* TASK DIRECTIONS: When a line of the records contains "above", copy it.

═══ RECORD EXTRACTS ═══

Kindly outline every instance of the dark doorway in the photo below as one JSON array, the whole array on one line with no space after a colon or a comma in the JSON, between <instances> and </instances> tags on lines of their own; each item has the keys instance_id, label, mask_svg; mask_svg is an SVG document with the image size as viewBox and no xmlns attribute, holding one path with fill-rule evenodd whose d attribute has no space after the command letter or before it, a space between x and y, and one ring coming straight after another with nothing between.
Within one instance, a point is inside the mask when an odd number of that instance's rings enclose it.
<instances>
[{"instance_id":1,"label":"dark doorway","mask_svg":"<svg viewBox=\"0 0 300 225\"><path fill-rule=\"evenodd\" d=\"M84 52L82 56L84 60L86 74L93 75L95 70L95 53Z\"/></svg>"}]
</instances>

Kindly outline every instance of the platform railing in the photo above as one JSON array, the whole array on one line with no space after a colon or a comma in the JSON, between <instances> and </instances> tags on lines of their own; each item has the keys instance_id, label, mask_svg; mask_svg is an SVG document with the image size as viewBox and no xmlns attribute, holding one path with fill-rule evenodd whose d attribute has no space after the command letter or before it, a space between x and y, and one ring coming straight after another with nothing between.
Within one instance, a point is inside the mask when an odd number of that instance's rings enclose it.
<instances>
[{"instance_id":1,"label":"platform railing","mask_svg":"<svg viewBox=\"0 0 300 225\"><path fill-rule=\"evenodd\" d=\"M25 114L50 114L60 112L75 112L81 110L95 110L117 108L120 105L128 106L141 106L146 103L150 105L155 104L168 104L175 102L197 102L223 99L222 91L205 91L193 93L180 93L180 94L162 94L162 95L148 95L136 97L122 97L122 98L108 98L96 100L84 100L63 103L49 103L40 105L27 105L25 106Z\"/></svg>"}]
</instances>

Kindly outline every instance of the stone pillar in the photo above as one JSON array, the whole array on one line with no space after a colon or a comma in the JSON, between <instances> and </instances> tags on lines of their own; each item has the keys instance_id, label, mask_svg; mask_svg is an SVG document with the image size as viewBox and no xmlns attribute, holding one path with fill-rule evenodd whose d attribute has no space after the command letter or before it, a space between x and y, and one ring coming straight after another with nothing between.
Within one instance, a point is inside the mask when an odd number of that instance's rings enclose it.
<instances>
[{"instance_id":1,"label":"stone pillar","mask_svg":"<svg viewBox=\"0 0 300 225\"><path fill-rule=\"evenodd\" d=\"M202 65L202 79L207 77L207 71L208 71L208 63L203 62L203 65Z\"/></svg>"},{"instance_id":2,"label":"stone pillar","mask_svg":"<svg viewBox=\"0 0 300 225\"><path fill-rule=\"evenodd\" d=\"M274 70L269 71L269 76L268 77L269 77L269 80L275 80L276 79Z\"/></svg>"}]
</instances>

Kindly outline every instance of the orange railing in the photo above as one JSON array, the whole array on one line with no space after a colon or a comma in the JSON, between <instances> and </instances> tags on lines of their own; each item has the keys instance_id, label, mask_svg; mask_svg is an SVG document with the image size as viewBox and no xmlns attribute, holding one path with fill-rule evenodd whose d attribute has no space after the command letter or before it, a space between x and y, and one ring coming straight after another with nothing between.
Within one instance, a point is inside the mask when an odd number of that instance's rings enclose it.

═══

* EXPECTED ANSWER:
Kindly outline every instance of the platform railing in the photo above as one JSON array, the whole array on one line with no space after a colon or a comma in the JSON, between <instances> and </instances> tags on lines of their own; each item has the keys instance_id, label, mask_svg; mask_svg is an SVG document with the image size as viewBox and no xmlns attribute, holding one path with fill-rule evenodd whose d attribute has no space after the command letter or before it, a space between x and y, and one ring coming straight after another with nothing between.
Kindly outline every instance of the stone pillar in the photo above as one JSON array, the whole array on one line with no space after a colon or a comma in the JSON, between <instances> and </instances> tags on lines of their own; each item has the keys instance_id, label, mask_svg; mask_svg is an SVG document with the image size as viewBox and no xmlns attribute, holding one path with fill-rule evenodd whose d attribute has no space after the command letter or before it, a space between x and y, and one ring coming straight after another with nothing between.
Kindly outline every instance of the orange railing in the photo above as one JSON array, the whole array on one line with no space after a colon or a comma in the JSON, between <instances> and </instances> tags on lines of their own; each item has the keys instance_id, label, mask_svg; mask_svg is an SVG document with the image size as viewBox and no xmlns attribute, holding one path with fill-rule evenodd whose d attribute has no space after the command letter or before it, a space between x and y, and one ring coming straight after another with nothing between.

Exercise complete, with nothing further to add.